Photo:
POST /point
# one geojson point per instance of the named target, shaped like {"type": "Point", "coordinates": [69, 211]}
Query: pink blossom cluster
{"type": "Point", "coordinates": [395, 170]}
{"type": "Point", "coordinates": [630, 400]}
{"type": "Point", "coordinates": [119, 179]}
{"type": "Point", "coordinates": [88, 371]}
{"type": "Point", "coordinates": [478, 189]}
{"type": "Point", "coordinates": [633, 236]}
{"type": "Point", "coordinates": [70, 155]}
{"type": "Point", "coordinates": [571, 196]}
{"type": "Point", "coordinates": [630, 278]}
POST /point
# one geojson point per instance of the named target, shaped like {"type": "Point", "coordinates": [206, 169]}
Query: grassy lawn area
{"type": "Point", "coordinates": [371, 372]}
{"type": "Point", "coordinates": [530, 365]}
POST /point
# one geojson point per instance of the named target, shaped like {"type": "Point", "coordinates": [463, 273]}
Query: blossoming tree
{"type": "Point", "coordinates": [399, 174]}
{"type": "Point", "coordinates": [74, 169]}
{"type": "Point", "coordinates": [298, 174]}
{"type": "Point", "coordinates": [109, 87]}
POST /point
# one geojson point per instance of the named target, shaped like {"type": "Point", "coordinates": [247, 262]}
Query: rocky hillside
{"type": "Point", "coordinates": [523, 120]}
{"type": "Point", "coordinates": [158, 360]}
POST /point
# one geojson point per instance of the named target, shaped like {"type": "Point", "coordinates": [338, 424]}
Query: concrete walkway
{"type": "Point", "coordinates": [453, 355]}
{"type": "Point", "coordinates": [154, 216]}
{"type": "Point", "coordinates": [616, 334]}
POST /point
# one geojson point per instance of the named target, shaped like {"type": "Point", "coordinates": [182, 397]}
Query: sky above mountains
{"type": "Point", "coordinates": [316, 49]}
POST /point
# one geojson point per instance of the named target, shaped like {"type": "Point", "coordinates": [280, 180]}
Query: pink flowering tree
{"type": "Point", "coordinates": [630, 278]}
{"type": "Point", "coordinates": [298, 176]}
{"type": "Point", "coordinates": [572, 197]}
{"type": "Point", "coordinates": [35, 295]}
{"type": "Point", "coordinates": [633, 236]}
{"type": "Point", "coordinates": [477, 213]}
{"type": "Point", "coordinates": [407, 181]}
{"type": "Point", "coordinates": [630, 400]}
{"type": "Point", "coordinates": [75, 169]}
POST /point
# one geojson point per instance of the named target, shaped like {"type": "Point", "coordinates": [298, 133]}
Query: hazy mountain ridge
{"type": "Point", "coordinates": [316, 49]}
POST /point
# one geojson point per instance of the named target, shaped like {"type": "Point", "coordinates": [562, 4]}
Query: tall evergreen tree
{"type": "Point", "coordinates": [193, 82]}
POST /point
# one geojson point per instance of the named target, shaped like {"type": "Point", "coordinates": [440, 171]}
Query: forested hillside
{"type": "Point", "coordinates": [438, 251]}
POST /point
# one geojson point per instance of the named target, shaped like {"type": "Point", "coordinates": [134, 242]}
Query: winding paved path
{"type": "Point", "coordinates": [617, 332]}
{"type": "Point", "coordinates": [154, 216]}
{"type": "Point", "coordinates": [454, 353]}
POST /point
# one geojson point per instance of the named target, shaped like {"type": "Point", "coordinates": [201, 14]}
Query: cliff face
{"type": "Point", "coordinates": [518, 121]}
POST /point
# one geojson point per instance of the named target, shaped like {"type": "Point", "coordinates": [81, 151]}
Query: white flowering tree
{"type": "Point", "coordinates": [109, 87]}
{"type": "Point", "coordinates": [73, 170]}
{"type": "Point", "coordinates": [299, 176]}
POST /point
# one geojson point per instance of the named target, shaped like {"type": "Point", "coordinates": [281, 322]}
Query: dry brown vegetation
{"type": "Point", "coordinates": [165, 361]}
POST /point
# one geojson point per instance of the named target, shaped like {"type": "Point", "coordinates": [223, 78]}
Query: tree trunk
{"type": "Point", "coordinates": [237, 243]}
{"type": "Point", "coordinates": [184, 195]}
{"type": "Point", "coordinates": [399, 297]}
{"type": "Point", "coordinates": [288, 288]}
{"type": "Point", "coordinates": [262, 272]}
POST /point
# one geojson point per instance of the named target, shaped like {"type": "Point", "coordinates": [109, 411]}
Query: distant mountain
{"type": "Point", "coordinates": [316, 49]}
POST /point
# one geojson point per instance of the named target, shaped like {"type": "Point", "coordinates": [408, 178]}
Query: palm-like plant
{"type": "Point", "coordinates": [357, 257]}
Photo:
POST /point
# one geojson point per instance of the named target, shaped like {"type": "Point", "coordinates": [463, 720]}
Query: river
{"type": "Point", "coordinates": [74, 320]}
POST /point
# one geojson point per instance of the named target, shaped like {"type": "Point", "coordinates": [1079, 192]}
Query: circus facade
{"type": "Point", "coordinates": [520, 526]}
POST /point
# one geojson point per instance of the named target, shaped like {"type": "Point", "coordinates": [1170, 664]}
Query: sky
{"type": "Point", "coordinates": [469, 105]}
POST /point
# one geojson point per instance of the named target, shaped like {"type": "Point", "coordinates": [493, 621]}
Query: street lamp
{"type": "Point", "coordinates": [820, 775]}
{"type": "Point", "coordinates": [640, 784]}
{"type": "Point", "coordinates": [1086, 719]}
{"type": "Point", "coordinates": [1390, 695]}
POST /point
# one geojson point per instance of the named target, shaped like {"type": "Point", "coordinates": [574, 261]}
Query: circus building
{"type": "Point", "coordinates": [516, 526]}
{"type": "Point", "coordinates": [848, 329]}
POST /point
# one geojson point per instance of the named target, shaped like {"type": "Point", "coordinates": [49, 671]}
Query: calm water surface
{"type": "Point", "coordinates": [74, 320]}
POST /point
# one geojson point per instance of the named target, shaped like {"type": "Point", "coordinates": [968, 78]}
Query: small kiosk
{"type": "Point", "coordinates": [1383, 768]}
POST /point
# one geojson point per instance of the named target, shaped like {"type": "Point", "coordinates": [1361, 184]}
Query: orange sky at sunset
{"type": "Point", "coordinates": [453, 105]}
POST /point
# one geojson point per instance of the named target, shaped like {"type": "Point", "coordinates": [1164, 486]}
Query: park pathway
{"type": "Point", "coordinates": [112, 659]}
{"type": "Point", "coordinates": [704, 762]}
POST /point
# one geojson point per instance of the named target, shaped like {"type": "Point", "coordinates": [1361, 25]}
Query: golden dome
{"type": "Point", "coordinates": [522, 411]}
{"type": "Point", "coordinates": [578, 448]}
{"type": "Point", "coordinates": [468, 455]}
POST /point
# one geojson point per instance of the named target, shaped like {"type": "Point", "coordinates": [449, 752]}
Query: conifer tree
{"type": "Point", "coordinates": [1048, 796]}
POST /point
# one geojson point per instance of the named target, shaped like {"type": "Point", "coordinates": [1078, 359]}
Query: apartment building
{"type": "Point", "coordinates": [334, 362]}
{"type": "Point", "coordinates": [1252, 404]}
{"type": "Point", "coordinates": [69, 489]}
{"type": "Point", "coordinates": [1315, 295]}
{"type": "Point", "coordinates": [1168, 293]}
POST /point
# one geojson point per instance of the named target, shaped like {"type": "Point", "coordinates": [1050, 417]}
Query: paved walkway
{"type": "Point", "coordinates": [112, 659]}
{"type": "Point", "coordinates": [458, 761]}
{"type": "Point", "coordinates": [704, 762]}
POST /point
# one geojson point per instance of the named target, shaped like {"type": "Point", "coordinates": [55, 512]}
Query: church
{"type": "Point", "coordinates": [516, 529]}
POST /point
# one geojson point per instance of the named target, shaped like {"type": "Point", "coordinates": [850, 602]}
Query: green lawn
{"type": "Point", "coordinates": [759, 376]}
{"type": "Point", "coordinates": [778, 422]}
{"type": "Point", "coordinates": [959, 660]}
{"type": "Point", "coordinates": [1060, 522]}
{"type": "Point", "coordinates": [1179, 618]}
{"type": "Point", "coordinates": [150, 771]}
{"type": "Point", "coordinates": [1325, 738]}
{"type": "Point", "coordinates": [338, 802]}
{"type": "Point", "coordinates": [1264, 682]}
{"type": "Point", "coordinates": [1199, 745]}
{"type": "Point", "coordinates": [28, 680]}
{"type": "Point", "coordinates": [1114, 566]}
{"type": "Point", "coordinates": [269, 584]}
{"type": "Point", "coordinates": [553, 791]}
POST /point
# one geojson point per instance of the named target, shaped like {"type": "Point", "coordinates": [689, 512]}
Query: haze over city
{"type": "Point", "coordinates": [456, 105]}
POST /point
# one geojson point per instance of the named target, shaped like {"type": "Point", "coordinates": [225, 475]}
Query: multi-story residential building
______________________________
[Exercise directions] Report every line in the records that contains the string "walkway", matching case exactly.

[Exercise solution]
Query: concrete walkway
Query: paved walkway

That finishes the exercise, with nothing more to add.